-- SUPPLIED TEXT --

↓

The Book of Laughter and Forgetting
- First English edition (publ. Knopf)
- Author: Milan Kundera
- Original title: Kniha smíchu a zapomnění
- Translator: Michael Henry Heim
- Language: Czech
- Publication date: 1979
- Publication place: France
- Published in English: 1980
- Pages: 320

= The Book of Laughter and Forgetting =

Book by Milan Kundera

The Book of Laughter and Forgetting (Kniha smíchu a zapomnění) is a novel by Milan Kundera, published in France in 1979. It is composed of seven separate narratives united by some common themes. The book considers the nature of forgetting as it occurs in history, politics, and life in general. The stories also contain elements found in the genre of magic realism.

==Publication history==
The original title is Kniha smíchu a zapomnění. It was finished in 1978 and was then published in France under the title Le Livre du rire et de l'oubli in 1979. The English translation was first published in the United States by Alfred A. Knopf in 1980, and it is credited to Michael Henry Heim. Several sections of the book were printed in The New Yorker. The book was published in Czech by the exile publishing house 68 Publishers Toronto in April 1981.

↑

-- STORED ROWS --
↓

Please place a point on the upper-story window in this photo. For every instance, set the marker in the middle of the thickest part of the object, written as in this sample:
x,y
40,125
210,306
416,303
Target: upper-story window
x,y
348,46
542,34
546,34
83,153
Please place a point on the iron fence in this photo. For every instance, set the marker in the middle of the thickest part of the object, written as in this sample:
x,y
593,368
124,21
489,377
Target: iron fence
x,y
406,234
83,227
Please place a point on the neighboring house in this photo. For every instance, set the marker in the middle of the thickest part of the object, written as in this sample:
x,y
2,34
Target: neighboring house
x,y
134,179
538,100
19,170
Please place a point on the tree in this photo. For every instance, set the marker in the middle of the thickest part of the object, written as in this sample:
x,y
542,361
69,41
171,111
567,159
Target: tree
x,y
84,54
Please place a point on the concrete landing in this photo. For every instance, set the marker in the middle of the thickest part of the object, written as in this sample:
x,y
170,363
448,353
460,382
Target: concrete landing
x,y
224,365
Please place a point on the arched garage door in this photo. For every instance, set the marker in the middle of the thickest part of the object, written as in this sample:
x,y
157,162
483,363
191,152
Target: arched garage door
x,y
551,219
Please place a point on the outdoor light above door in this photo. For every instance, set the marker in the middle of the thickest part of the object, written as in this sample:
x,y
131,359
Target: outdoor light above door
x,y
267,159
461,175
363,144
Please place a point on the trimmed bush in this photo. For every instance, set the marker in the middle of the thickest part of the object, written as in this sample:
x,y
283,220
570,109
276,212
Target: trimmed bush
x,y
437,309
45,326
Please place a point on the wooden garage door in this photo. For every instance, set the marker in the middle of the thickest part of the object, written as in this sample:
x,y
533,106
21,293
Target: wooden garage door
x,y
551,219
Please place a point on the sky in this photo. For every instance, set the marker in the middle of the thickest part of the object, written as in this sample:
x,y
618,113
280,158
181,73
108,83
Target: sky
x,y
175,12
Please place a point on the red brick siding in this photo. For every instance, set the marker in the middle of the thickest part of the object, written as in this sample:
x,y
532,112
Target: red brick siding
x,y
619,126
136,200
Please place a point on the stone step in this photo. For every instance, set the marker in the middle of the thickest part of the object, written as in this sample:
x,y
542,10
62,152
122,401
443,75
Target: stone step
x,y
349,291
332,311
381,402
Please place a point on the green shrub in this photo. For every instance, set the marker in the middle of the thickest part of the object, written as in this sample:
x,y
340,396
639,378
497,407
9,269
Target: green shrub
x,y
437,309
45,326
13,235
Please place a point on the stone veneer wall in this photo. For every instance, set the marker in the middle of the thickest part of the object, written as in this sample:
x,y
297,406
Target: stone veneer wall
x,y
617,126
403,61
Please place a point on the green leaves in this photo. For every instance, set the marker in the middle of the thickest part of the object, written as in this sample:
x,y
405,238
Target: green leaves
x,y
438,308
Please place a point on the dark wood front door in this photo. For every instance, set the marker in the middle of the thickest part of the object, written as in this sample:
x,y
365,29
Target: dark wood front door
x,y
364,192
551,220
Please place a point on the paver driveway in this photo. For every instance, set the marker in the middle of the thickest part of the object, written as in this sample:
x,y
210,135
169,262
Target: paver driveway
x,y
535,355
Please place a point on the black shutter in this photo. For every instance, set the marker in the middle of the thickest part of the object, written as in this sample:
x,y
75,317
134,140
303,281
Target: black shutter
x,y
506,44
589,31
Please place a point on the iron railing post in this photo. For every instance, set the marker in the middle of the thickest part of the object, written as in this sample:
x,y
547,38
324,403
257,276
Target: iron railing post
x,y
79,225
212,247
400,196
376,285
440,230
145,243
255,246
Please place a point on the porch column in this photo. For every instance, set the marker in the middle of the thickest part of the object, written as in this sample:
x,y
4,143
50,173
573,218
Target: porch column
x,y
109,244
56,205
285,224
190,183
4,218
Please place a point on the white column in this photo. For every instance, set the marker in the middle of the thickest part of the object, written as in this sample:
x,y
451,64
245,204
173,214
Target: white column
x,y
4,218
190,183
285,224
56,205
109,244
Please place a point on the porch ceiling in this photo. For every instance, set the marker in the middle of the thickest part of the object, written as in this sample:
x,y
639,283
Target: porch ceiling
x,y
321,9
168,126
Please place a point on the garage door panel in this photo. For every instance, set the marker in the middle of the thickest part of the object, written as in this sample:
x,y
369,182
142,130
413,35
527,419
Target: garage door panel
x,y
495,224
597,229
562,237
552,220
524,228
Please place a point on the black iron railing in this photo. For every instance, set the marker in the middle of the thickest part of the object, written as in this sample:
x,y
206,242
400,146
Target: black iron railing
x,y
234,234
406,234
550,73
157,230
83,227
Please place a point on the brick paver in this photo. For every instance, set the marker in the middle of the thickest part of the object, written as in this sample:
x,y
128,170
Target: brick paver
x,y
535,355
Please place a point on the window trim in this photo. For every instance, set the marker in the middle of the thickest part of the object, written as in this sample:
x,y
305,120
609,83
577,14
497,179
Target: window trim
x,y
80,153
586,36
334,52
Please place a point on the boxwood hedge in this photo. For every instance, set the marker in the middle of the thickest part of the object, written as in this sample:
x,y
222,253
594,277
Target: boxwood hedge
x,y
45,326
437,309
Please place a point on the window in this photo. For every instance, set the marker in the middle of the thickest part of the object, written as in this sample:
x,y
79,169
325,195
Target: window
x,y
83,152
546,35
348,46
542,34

↑

-- SHORT PROBLEM A --
Repeat the article on The Book of Laughter and Forgetting from "The Book of Laughter and Forgetting (Kniha" to "of magic realism.".
-- SHORT PROBLEM B --
According to the article on The Book of Laughter and Forgetting, which exile publishing house published the book in Czech?

-- FULL ANSWER A --
The Book of Laughter and Forgetting (Kniha smíchu a zapomnění) is a novel by Milan Kundera, published in France in 1979. It is composed of seven separate narratives united by some common themes. The book considers the nature of forgetting as it occurs in history, politics, and life in general. The stories also contain elements found in the genre of magic realism.

-- FULL ANSWER B --
68 Publishers Toronto